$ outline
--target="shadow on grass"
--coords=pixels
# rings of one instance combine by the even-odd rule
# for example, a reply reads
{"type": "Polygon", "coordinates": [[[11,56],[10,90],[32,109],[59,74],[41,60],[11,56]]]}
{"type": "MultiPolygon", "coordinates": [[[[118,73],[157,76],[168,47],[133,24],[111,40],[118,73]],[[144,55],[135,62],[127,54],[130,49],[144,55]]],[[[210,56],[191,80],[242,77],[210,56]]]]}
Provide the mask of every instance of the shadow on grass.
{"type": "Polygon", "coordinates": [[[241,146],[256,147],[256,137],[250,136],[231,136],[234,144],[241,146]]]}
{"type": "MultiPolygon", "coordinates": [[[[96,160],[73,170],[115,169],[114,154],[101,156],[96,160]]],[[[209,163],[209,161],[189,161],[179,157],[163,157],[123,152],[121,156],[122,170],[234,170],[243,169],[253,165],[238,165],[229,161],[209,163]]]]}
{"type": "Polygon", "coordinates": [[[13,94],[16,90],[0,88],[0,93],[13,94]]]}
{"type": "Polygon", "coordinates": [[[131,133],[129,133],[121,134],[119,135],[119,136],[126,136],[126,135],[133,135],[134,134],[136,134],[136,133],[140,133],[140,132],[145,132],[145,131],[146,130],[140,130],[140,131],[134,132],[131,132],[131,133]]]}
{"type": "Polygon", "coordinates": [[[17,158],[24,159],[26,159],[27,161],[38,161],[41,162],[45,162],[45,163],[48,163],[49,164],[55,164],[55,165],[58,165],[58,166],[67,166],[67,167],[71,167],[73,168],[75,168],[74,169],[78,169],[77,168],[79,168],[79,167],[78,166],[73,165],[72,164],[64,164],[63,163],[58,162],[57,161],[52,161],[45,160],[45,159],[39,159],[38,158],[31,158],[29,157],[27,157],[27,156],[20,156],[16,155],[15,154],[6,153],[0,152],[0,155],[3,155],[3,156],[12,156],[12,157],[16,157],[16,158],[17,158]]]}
··········
### [Consignes et exigences]
Filtrez les lignes ci-dessus pour ne garder que celles où figure le mot "grass", puis recopiez chacune d'elles.

### [Réponse attendue]
--target="shadow on grass"
Provide the mask of every instance of the shadow on grass.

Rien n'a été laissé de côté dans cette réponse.